**Instructions**
[1] According to the Carlson passage, what was the result of the only loss on the five-game trip?
[2] Reproduce verbatim the part of the Carlson passage from "The subsequent five-game" up to and including "in 14 games.".

**Passage given**
____

The subsequent five-game trip was a huge success; the Caps went 4-0-1 on the trip. In Calgary on the second game of the trip, Carlson scored twice in a 5-3 win, opening and closing the scoring for the Caps with his seventh multi-point game in just 11 games to start the season. By the time he got home from that trip, Carlson had eight multi-point games in October, finishing the month with seven goals and 23 points in 14 games.

Carlson played his 700th career NHL game in the only loss on the journey, a 4-3 overtime setback in Edmonton.

____

**Information shown**
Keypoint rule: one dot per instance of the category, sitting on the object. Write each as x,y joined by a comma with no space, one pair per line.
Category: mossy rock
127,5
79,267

____

**Expected answers**
[1] A 4-3 overtime loss in Edmonton.

[2]
The subsequent five-game trip was a huge success; the Caps went 4-0-1 on the trip. In Calgary on the second game of the trip, Carlson scored twice in a 5-3 win, opening and closing the scoring for the Caps with his seventh multi-point game in just 11 games to start the season. By the time he got home from that trip, Carlson had eight multi-point games in October, finishing the month with seven goals and 23 points in 14 games.